* _Short task_
List each line of the records below that contains the word "background", copying every such line in full.

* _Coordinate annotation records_
_ _ _ _
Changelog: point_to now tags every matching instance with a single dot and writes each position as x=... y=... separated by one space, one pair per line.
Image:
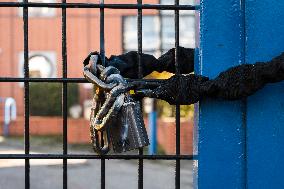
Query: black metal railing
x=65 y=80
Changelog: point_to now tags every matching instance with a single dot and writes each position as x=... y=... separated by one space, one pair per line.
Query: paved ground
x=85 y=174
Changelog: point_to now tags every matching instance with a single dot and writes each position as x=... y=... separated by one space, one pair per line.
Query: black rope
x=235 y=83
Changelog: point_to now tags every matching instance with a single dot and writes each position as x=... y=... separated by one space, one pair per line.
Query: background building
x=82 y=38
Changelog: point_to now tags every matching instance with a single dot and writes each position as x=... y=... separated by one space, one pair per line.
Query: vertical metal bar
x=64 y=96
x=177 y=170
x=26 y=95
x=102 y=52
x=140 y=75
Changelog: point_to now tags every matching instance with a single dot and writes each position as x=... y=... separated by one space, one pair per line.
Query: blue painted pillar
x=265 y=109
x=220 y=133
x=240 y=144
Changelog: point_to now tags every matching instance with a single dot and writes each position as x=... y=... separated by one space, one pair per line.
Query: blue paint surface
x=265 y=110
x=221 y=132
x=240 y=144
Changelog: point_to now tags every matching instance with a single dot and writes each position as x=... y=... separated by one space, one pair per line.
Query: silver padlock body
x=129 y=132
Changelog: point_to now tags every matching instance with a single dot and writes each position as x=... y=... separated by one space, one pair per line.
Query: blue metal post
x=265 y=109
x=153 y=132
x=240 y=144
x=220 y=133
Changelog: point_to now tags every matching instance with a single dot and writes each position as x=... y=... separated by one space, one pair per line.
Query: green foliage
x=46 y=98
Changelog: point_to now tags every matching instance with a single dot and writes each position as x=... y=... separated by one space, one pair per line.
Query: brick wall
x=78 y=131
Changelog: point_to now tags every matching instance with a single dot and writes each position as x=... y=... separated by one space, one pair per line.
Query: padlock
x=129 y=132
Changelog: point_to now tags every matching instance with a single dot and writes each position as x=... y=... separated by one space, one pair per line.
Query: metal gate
x=65 y=80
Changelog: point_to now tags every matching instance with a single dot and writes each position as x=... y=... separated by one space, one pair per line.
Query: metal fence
x=65 y=80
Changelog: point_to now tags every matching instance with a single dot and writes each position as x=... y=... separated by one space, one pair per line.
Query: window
x=158 y=30
x=40 y=12
x=41 y=64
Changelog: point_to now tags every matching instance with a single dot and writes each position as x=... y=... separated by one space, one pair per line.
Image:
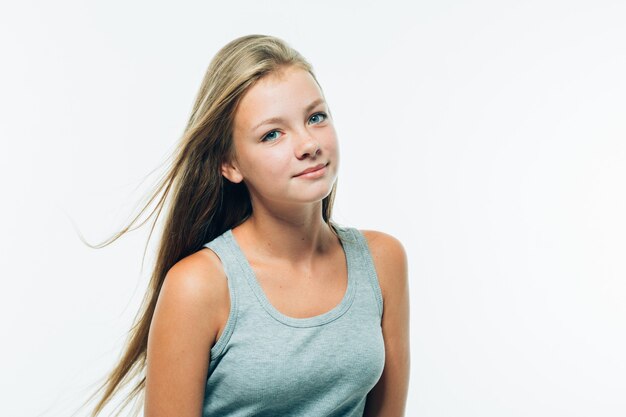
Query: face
x=282 y=127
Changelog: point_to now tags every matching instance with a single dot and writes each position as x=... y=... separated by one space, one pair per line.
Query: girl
x=259 y=303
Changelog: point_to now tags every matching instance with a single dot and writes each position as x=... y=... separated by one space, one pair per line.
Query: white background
x=488 y=136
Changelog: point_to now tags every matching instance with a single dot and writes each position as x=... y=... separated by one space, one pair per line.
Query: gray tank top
x=268 y=364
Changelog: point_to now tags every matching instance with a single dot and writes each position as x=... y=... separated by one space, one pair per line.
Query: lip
x=311 y=169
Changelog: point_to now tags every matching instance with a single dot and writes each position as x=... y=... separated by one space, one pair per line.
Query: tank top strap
x=365 y=267
x=221 y=246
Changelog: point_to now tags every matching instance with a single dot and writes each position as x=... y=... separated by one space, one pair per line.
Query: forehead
x=278 y=94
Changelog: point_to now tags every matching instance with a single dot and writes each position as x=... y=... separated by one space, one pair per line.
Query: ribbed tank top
x=268 y=364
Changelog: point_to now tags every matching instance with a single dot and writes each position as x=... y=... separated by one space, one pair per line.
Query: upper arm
x=182 y=331
x=388 y=397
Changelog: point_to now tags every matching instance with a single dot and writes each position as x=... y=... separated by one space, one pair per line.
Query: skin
x=296 y=258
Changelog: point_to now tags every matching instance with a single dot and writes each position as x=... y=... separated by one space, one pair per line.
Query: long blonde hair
x=201 y=203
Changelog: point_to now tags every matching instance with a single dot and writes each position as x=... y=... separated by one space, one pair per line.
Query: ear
x=231 y=172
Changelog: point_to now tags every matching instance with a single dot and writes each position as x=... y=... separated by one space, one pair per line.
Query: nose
x=307 y=146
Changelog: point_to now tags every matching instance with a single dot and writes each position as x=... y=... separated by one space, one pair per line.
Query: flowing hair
x=200 y=203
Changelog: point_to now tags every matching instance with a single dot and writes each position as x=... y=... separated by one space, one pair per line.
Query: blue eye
x=270 y=135
x=323 y=115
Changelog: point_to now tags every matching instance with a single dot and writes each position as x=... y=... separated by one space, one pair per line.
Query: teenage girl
x=260 y=304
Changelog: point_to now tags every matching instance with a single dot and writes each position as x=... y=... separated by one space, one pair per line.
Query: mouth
x=312 y=169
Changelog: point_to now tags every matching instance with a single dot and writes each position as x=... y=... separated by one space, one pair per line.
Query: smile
x=313 y=174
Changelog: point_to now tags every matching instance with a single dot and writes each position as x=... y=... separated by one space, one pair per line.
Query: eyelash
x=324 y=115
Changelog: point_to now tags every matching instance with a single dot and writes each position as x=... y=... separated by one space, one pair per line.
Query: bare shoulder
x=200 y=279
x=195 y=288
x=390 y=261
x=183 y=329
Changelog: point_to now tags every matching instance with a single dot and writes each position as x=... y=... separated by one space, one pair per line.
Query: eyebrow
x=308 y=108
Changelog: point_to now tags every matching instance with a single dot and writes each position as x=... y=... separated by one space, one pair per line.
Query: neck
x=295 y=236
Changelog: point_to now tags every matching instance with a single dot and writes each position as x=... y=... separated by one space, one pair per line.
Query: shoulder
x=196 y=287
x=390 y=261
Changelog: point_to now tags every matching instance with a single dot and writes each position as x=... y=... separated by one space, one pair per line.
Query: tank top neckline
x=319 y=319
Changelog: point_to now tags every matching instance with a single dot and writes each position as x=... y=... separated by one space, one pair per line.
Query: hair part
x=200 y=203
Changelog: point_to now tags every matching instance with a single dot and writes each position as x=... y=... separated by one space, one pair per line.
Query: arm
x=182 y=331
x=388 y=397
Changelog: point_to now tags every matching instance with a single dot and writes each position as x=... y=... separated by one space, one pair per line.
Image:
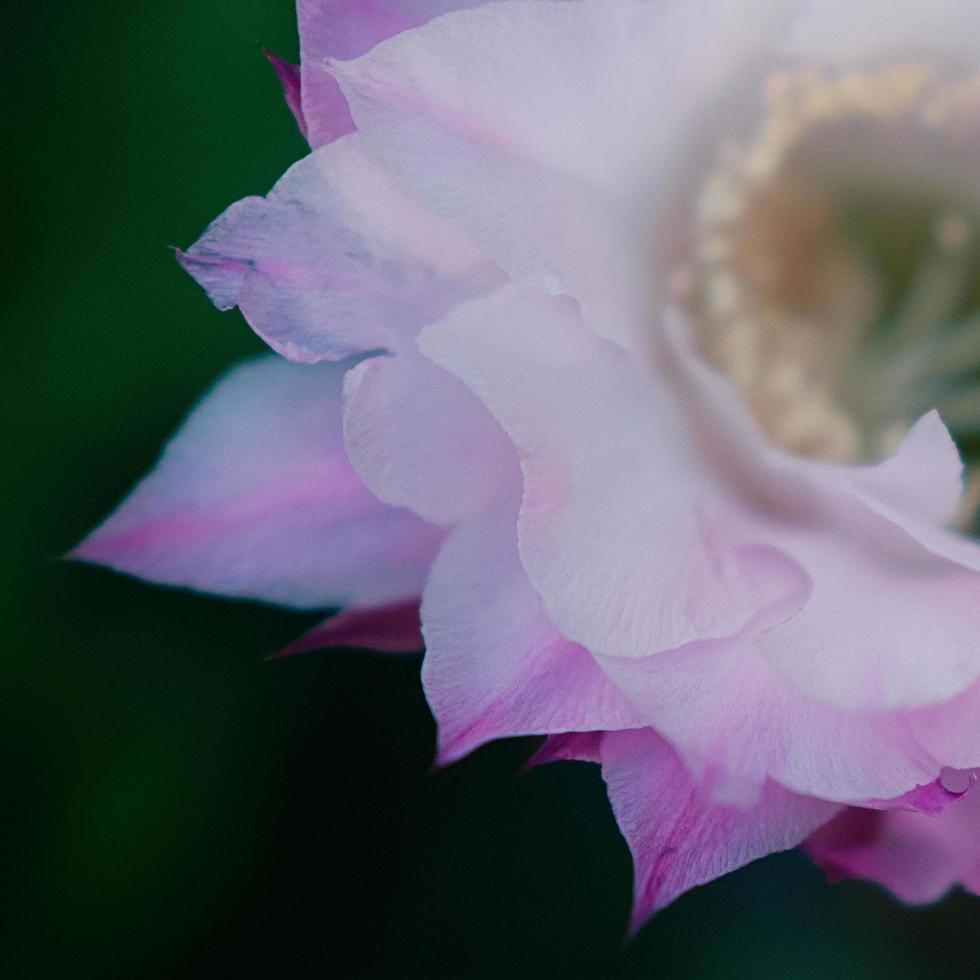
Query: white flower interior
x=834 y=258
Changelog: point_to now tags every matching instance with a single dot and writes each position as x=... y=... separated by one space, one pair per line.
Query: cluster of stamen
x=790 y=309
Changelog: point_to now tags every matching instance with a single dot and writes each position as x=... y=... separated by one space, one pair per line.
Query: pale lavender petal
x=255 y=497
x=388 y=629
x=550 y=130
x=336 y=261
x=494 y=665
x=623 y=527
x=677 y=836
x=420 y=439
x=346 y=29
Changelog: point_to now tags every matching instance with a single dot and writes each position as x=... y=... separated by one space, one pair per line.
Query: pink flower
x=597 y=351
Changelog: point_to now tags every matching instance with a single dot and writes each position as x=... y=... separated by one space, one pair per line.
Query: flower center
x=832 y=270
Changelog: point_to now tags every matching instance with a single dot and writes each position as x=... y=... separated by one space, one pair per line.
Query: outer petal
x=494 y=665
x=254 y=497
x=420 y=439
x=346 y=29
x=679 y=838
x=388 y=629
x=336 y=260
x=918 y=856
x=290 y=79
x=751 y=725
x=843 y=33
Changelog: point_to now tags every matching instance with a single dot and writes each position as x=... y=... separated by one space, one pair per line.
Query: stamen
x=784 y=303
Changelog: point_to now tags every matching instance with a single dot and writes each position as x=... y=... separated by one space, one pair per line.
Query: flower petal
x=752 y=725
x=336 y=261
x=255 y=497
x=346 y=29
x=918 y=856
x=421 y=439
x=388 y=629
x=494 y=665
x=290 y=78
x=679 y=838
x=617 y=524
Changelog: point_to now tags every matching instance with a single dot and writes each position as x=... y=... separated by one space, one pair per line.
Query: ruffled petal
x=549 y=130
x=494 y=665
x=677 y=836
x=918 y=856
x=290 y=78
x=255 y=497
x=346 y=29
x=751 y=726
x=568 y=747
x=336 y=261
x=421 y=439
x=623 y=524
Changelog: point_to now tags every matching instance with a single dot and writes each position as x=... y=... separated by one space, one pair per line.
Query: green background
x=176 y=806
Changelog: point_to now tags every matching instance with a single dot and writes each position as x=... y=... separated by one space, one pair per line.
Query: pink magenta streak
x=389 y=629
x=168 y=529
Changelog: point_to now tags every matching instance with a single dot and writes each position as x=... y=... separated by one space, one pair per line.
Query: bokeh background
x=177 y=806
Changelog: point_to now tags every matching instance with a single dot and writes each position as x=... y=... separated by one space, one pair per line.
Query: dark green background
x=176 y=807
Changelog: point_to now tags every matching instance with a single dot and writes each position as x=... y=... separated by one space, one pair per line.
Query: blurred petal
x=255 y=497
x=289 y=77
x=621 y=524
x=336 y=261
x=388 y=629
x=549 y=131
x=918 y=856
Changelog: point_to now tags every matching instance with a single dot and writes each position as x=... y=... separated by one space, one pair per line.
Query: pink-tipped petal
x=387 y=629
x=677 y=836
x=336 y=260
x=255 y=497
x=346 y=29
x=289 y=77
x=494 y=665
x=549 y=130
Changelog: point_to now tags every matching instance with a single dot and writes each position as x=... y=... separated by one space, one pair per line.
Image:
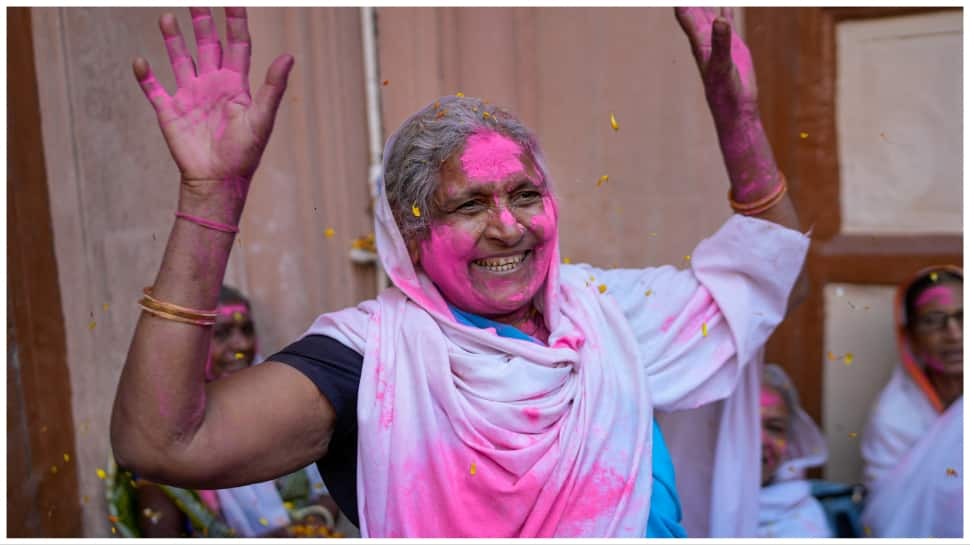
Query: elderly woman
x=913 y=445
x=790 y=443
x=491 y=391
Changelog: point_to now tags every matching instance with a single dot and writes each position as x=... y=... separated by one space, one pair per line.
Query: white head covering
x=465 y=433
x=787 y=507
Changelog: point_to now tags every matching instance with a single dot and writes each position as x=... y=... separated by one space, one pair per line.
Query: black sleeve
x=335 y=370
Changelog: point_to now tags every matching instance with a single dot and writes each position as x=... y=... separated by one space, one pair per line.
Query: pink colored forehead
x=940 y=295
x=770 y=397
x=491 y=156
x=230 y=310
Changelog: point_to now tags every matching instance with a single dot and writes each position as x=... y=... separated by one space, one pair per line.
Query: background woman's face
x=233 y=344
x=490 y=246
x=775 y=422
x=936 y=329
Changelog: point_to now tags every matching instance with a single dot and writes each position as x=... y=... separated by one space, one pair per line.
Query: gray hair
x=774 y=376
x=426 y=140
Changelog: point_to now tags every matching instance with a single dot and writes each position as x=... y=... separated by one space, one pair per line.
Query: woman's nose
x=504 y=227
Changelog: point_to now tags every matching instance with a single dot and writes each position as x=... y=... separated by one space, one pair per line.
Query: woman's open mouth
x=504 y=264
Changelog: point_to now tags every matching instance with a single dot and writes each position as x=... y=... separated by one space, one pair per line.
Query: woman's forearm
x=161 y=400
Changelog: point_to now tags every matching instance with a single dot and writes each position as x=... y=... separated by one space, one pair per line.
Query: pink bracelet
x=209 y=224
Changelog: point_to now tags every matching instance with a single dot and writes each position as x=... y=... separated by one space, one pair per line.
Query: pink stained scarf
x=465 y=433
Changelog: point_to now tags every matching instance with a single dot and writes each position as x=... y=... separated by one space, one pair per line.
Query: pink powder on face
x=490 y=156
x=940 y=295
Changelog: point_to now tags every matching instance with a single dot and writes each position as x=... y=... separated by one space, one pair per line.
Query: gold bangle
_ _ _ _
* _Correct answer_
Query: background building
Query: white background
Query: green background
Query: bokeh background
Query: dark green background
Query: background woman's face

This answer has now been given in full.